___ Text segment ___

How’s work these days, assuming you’ve got a job? Exhausting, cumbersome, frustrating? Does time speed up with the work, or slow down with the stress? Are you working in a small business or a massive corporation? How about your boss—especially for those corporate slaves, I mean office employees—do they make your life easier or a living hell? As billionaires get richer and corporations grow more soulless, everyone else is left with hefty expenses, laborious work for outrageously low pay or outright layoffs, and no solutions for those who can’t pay the ever-increasing price of the things we need to survive. So what’s the solution? More automation! Fewer people! Driverless cars and, more recently and terrifyingly, driverless ridesharing!

___ Extracted material ___

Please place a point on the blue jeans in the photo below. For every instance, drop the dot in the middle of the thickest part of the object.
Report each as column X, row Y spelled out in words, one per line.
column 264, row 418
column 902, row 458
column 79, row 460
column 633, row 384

___

■ Given instruction 1:
From the passage on modern work, list every remedy it names in answer to "So what’s the solution?"
■ Given instruction 2:
Summarize the passage on modern work in two sentences.
■ Given instruction 3:
Rewrite the passage on modern work, starting with "How’s work these" and going on through "terrifyingly, driverless ridesharing!", and change "billionaires" to "magnates".

■ Written solution 1:
More automation; fewer people; driverless cars; driverless ridesharing.

■ Written solution 2:
The passage asks readers whether their work is exhausting and stressful and whether their bosses make life easier or harder. It says that while billionaires grow richer and corporations more soulless, everyone else faces high costs, hard work for low pay or layoffs, and it mockingly offers automation, fewer people and driverless vehicles as the solution.

■ Written solution 3:
How’s work these days, assuming you’ve got a job? Exhausting, cumbersome, frustrating? Does time speed up with the work, or slow down with the stress? Are you working in a small business or a massive corporation? How about your boss—especially for those corporate slaves, I mean office employees—do they make your life easier or a living hell? As magnates get richer and corporations grow more soulless, everyone else is left with hefty expenses, laborious work for outrageously low pay or outright layoffs, and no solutions for those who can’t pay the ever-increasing price of the things we need to survive. So what’s the solution? More automation! Fewer people! Driverless cars and, more recently and terrifyingly, driverless ridesharing!